[Brano di partenza]
· · · · ·

La parola “ragionamento” potrebbe essere sostituita da “dialettica in funzione di un’ideologia. Infatti – prosegue Carrel – la nostra è un’epoca di ideologie nella quale, invece di imparare dalla realtà con tutti i suoi dati, si cerca di manipolare la realtà secondo uno schema fabbricato dall’intelletto.

«Così il trionfo delle ideologie consacra la rovina della civiltà», conclude Carrel.

Il metodo è imposto dall’oggetto

Sant’Agostino afferma: «Io cerco per sapere qualcosa, non per pensarla».
Una visione opposta a quella dell’uomo moderno.
Se infatti sappiamo una cosa, possiamo dire anche di pensarla, ma sant’Agostino ci avverte che non è vero il contrario.

Pensare qualcosa è la costruzione intellettuale, ideale e immaginativa, ma concediamo troppo privilegio a questo pensare, per cui senza rendercene conto proiettiamo sul fatto ciò che ne pensiamo.

Anche dell’esperienza religiosa dovremmo innanzitutto sapere cosa sia.
Prima di ogni altra considerazione, dobbiamo affermare che è un fatto, anzi del fatto più imponente, inestirpabile e vasto della storia umana.

Neanche il fenomeno dell’amore dell’uomo e della donna, neanche quello del rapporto tra genitori e figli, sono all’altezza del senso religioso. Questo perché il senso religioso è un avvenimento che pone, che afferma o che ricerca l’orizzonte entro il quale acquisti senso anche il rapporto tra l’uomo e la donna, anche il rapporto tra genitori e figli.
Perciò è più vasto.

L’esperienza o sentimento religioso propone all’uomo un interrogativo su tutto ciò che egli compie, e viene perciò a essere un punto di vista più ampio di qualunque altro.

L’interrogativo è: che senso ha tutto?

Il realismo esige che, per osservare un oggetto in modo tale da conoscerlo, il metodo non sia immaginato, pensato, organizzato dal soggetto, ma imposto dall’oggetto.

Per capire l’esperienza religiosa, poiché è un fenomeno che interessa la mia coscienza, è su me stesso che devo riflettere. Occorre un’indagine esistenziale.

· · · · ·

Voci di puntamento su oggetti con nome:
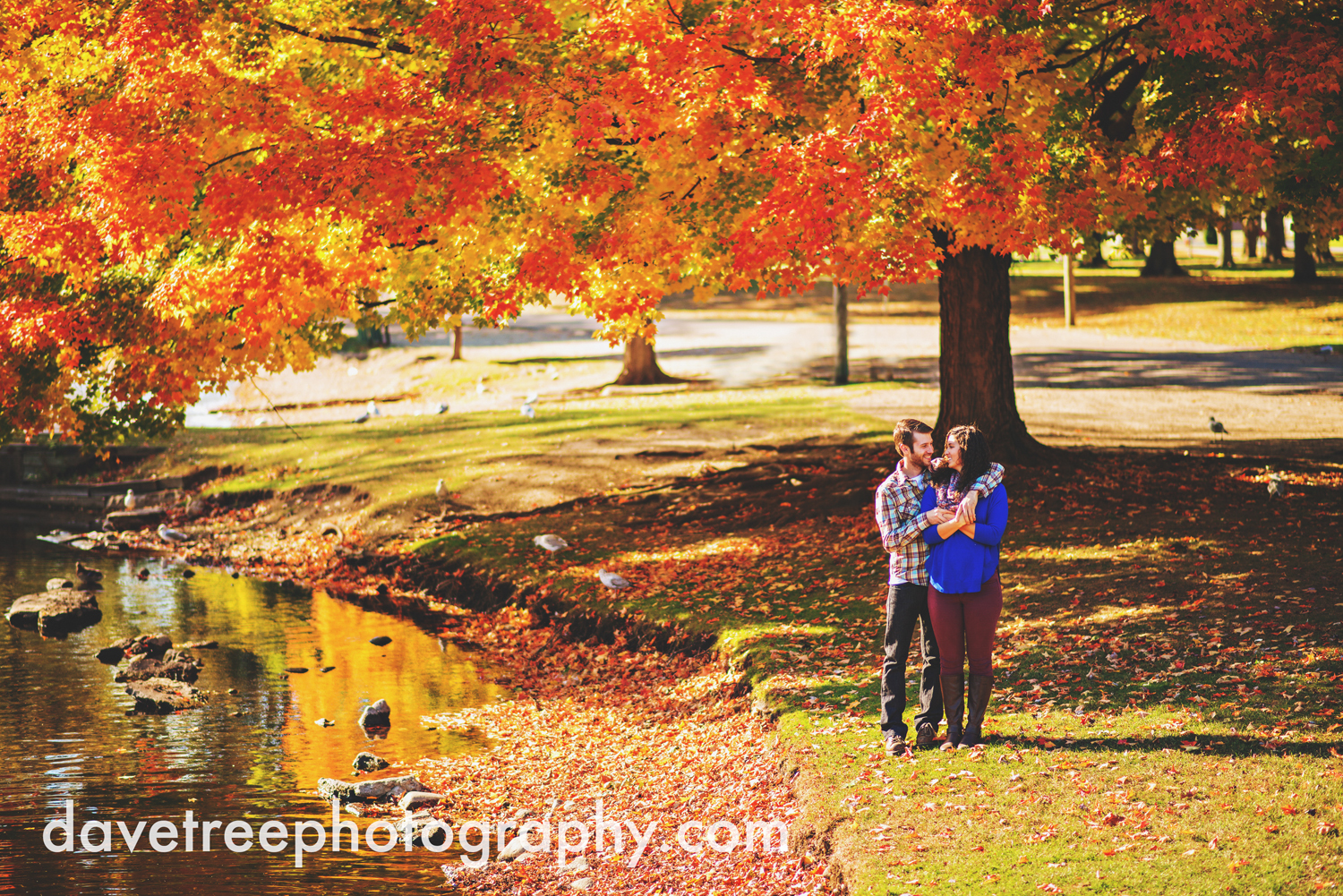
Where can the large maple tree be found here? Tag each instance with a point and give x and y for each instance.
(195, 193)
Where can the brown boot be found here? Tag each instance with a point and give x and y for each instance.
(953, 700)
(980, 688)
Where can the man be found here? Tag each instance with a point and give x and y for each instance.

· · · · ·

[Istruzioni e requisiti] Continua il brano sul senso religioso a partire dalla sua ultima frase.

[Risposta al compito]
L’esperienza implica una valutazione

Dopo aver condotto un’indagine esistenziale, è necessario saper emettere un giudizio. Senza una capacità di valutazione, infatti, l’uomo non può fare alcuna esperienza.

«Esperienza» difatti non significa esclusivamente “provare”. L’uomo sperimentato non è colui che ha accumulato esperienze di ogni tipo. Tale accumulo indiscriminato genera spesso distruzione e vanificazione della personalità. Invece l’esperienza la costruisce.

L’esperienza coincide con il giudizio dato su ciò che si prova, sul capire la cosa e scoprirne il senso. Ciò che differenzia il “provare” dal “rendere esperienza” è il paragone con un valore ideale.

Paragonare, confrontare quel che si prova con un valore ideale, si chiama giudicare.

Criterio per la valutazione

Se prelevassimo da altri i criteri per giudicarci, il risultato sarebbe alienante.

Il criterio è dentro di noi, ossia è immanente alla struttura originaria della persona, benché questo non significhi che ce lo diamo da soli: è attinto dalla nostra natura, vale a dire ci viene dato con la natura (dove la parola “natura” evidentemente nasconde la parola Dio, indizio cioè dell’origine ultima del nostro io).

Inoltre è da distinguere ancora: ciò che troviamo dentro di noi può anche essere frutto della sedimentazione che l’influsso esterno ha agito sopra la nostra esistenza: padre, madre, maestro, zio, nonna, insegnante. [Oggi più che mai possiamo aggiungere: i mass media]

Giussani, quando parlava per la prima volta ad un pubblico nuovo o ai ragazzi nella prima lezione di religione, diceva:

«Se non volete crescere come schiavi alienati, imparate a paragonare tutto quello che io vi dirò, ma anche tutto quello che gli altri insegnanti vi diranno, con la vostra esperienza elementare».

L’esperienza elementare, il «cuore».

Tutte le esperienze della mia umanità e della mia personalità passano al vaglio di una esperienza originale, primordiale. Dobbiamo imparare a paragonare ogni proposta con questa esperienza elementare.

A essa potrebbero essere dati molti nomi: esigenza di felicità, verità, giustizia, ecc…Sono come una scintilla che mette in azione il motore umano; prima di esse non si dà alcun movimento, alcuna umana dinamica.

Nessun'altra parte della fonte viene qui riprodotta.